[Records of labeled boxes]
-- Begin --

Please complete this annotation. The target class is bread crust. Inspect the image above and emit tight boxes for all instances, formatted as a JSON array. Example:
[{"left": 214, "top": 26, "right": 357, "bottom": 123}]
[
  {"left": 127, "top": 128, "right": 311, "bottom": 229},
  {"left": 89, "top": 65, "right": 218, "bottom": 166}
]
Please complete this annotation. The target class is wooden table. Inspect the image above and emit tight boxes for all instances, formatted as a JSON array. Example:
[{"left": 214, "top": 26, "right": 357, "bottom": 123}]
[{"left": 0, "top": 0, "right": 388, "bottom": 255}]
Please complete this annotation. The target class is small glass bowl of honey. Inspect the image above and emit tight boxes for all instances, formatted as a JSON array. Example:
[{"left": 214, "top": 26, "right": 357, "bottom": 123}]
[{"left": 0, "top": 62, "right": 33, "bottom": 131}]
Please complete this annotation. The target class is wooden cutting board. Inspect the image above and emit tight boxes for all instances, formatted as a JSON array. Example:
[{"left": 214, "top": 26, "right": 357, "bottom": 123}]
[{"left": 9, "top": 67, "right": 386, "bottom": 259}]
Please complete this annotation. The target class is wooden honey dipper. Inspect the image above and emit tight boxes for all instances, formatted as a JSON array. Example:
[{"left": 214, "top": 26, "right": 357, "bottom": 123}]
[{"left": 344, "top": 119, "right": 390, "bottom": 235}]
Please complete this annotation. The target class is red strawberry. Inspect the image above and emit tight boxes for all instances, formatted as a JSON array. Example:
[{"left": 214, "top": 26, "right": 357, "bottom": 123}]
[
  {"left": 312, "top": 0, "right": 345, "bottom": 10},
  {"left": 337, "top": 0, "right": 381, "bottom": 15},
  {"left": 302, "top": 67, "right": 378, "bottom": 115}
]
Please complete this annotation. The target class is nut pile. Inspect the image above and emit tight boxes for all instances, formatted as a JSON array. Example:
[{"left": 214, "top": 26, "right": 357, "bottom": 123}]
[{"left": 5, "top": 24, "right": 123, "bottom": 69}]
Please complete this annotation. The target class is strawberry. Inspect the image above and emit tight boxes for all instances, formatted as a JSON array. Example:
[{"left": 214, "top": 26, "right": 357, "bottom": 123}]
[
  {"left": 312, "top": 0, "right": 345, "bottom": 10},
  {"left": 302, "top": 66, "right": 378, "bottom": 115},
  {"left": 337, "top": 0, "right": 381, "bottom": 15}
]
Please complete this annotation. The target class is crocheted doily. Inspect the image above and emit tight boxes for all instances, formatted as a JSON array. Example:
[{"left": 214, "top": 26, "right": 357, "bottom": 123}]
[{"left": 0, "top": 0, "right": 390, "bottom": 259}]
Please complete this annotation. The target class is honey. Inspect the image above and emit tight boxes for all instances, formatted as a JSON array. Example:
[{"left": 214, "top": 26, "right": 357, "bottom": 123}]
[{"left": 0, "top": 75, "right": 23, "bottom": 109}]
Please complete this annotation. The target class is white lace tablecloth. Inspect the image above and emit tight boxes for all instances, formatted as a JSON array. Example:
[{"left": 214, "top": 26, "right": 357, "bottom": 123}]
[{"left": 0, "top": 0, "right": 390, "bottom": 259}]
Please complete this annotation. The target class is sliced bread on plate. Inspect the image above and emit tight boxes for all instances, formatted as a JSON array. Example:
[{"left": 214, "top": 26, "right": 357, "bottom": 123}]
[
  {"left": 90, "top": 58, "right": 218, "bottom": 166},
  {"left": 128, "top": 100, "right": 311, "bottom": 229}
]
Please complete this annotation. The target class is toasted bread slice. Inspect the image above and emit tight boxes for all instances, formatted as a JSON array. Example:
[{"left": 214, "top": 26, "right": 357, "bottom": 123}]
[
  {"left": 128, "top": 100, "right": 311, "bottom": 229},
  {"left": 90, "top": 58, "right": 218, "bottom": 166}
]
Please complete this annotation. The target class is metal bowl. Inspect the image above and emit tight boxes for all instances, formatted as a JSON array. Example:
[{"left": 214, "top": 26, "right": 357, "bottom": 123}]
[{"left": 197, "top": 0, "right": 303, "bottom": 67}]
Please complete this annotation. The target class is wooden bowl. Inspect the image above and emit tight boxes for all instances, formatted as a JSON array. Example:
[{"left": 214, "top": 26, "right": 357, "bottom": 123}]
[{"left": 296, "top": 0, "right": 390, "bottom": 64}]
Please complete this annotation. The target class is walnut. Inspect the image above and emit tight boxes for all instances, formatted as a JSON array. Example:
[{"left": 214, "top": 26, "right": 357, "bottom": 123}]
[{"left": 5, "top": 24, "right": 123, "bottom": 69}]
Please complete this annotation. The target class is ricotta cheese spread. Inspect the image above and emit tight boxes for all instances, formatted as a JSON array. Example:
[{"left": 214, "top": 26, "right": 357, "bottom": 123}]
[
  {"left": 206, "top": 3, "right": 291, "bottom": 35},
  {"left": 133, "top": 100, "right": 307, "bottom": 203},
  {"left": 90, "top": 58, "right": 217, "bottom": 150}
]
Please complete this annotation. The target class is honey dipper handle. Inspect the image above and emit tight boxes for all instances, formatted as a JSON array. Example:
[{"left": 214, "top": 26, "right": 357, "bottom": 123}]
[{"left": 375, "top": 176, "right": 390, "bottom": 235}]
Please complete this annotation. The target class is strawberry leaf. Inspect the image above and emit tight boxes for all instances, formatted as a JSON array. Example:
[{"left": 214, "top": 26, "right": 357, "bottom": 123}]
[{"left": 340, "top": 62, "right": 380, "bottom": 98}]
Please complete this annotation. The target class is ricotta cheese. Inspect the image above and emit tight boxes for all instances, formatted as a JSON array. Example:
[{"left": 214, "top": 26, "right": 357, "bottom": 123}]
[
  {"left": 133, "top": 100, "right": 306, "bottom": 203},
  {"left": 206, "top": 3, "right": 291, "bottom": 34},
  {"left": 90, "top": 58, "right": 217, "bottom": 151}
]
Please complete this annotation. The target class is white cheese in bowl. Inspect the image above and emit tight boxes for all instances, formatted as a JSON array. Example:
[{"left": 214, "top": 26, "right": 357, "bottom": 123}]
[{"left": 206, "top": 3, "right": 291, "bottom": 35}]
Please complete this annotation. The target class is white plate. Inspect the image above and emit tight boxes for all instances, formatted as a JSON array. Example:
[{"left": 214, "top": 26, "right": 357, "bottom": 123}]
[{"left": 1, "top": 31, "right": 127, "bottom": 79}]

-- End --
-- Begin --

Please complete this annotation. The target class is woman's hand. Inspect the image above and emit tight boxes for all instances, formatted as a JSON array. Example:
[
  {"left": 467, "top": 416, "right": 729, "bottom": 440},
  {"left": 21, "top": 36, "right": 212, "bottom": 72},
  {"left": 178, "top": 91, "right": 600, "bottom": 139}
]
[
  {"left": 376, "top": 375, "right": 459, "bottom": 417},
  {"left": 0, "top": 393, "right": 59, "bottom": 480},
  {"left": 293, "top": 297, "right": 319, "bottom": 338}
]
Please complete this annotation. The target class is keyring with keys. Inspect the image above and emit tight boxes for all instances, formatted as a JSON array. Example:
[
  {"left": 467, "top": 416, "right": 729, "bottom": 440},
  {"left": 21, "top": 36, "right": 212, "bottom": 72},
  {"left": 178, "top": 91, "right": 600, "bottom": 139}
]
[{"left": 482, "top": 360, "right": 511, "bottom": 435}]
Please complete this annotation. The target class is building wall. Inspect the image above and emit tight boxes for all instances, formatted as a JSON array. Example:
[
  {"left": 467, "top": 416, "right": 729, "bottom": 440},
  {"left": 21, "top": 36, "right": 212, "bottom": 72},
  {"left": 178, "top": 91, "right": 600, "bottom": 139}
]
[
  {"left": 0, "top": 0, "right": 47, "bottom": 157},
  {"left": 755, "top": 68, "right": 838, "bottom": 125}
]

-- End --

■ **THE TASK**:
State how many lines of the rows above contain the string "strawberry", matching case exactly. Reply with the number alone.

■ **TASK RESPONSE**:
3